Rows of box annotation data
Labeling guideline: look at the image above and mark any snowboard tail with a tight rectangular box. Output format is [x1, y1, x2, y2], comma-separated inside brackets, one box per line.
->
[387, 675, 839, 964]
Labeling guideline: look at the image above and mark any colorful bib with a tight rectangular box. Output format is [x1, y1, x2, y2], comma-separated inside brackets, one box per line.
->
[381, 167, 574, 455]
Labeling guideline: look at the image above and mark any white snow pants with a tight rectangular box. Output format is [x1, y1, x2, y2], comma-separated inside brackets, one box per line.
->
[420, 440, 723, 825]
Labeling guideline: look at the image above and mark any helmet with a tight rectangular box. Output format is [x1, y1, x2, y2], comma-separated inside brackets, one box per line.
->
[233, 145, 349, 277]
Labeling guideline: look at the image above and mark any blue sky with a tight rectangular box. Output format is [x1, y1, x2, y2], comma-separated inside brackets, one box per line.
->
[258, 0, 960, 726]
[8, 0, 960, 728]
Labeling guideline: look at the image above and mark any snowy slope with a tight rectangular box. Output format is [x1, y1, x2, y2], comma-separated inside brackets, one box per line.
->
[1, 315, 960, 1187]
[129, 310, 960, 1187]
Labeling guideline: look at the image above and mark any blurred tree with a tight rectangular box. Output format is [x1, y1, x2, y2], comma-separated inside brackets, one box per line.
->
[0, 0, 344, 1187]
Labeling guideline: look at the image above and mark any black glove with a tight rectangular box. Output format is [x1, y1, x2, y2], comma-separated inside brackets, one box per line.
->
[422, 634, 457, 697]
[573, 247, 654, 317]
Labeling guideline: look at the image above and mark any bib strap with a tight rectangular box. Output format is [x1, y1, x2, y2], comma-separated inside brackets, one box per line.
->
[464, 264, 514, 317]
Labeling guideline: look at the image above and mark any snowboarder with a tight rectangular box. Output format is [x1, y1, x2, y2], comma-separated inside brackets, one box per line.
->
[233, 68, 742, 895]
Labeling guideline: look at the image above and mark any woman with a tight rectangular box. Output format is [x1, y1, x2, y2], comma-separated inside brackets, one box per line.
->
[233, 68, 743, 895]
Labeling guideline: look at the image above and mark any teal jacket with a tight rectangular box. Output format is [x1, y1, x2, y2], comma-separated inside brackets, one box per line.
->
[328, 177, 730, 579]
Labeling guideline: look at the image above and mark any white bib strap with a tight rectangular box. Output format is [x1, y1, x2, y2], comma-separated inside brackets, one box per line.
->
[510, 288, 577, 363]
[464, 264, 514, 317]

Work to complete
Give the lines exactly as they stand, from the line with "mark any snowboarder" through the end of the material.

Written response
Labeling guideline: look at the image above and mark any snowboarder with a tight rectangular box. Output format is [x1, y1, x2, y2], comma-separated inside brackets, one box per line.
->
[233, 68, 742, 895]
Labeling guideline: look at the image above and mark any woman with a tight rectangular box. Output format is [x1, y1, x2, y2], comma-separated inside brackets, one box per line.
->
[233, 68, 743, 895]
Labeling guideline: look at the image above and mark any teal jacket with a tight rectangular box. Output format is [x1, y1, x2, y2], comma-separated inside brackets, one box per line.
->
[328, 177, 730, 579]
Labeling guideline: look at the image above and mark any white bib strap with a tight rectangular box. Output format is [x1, y1, x2, y2], comma-separated inside brackets, one box per line.
->
[510, 288, 577, 363]
[464, 264, 514, 317]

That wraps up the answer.